Excerpt provided
Friday, July 20, 2012
The Knight Doesn't Fall, Nor Does He Soar
Film: The Dark Knight Rises
Cast: Christian Bale, Tom Hardy, Anne Hathaway, Gary Oldman, Michael Caine, Joseph Gordon-Lewitt, Morgan Freeman, Marion Cotillard
Director: Christopher Nolan
Hype and Hope. Two similar-sounding words. Totally unconnected. Except in Hollywood. Hope is the most positive of human emotions, according to comic book heroes and politicians. Hope separates us from the animals, so to speak. Hype, in its worst avatar, brings out the animal in us. One that is ruled by a single overpowering emotion. In this case, greed. Greed that erases the thin line between exaggeration and falsehood, that makes a fine art out of manipulation and coercion, that intends to unnaturally raise our hopes.
The Dark Knight Rises, more than any other film in recent years, reached Everest proportions in hope and hype. The hope that our unbridled expectations about a film would actually be met and overcome. The hype that this was what you were hoping for; now go get it. Finally the movie is out.

Entries shown
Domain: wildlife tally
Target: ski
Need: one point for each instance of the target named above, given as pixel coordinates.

---

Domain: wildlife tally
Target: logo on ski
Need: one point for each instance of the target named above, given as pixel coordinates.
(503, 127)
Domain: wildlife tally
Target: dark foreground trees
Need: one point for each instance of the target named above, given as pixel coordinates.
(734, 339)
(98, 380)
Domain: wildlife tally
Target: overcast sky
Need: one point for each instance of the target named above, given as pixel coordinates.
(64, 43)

Tasks for this exercise
A: In the Dark Knight Rises review, print everything from "Friday, July 20, 2012" down to "raise our hopes.".
B: Condense the paragraph of the Dark Knight Rises review that begins "The Dark Knight Rises, more than any other film" into a shorter version that keeps its main points.
C: According to the Dark Knight Rises review, which single emotion rules the animal that hype brings out in us?

Correct answers
A:
Friday, July 20, 2012
The Knight Doesn't Fall, Nor Does He Soar
Film: The Dark Knight Rises
Cast: Christian Bale, Tom Hardy, Anne Hathaway, Gary Oldman, Michael Caine, Joseph Gordon-Lewitt, Morgan Freeman, Marion Cotillard
Director: Christopher Nolan
Hype and Hope. Two similar-sounding words. Totally unconnected. Except in Hollywood. Hope is the most positive of human emotions, according to comic book heroes and politicians. Hope separates us from the animals, so to speak. Hype, in its worst avatar, brings out the animal in us. One that is ruled by a single overpowering emotion. In this case, greed. Greed that erases the thin line between exaggeration and falsehood, that makes a fine art out of manipulation and coercion, that intends to unnaturally raise our hopes.

B: More than any recent film, The Dark Knight Rises built up enormous hope and hype: hope that sky-high expectations would be met and exceeded, and hype telling audiences this was what they wanted. The movie is now out.

C: Greed.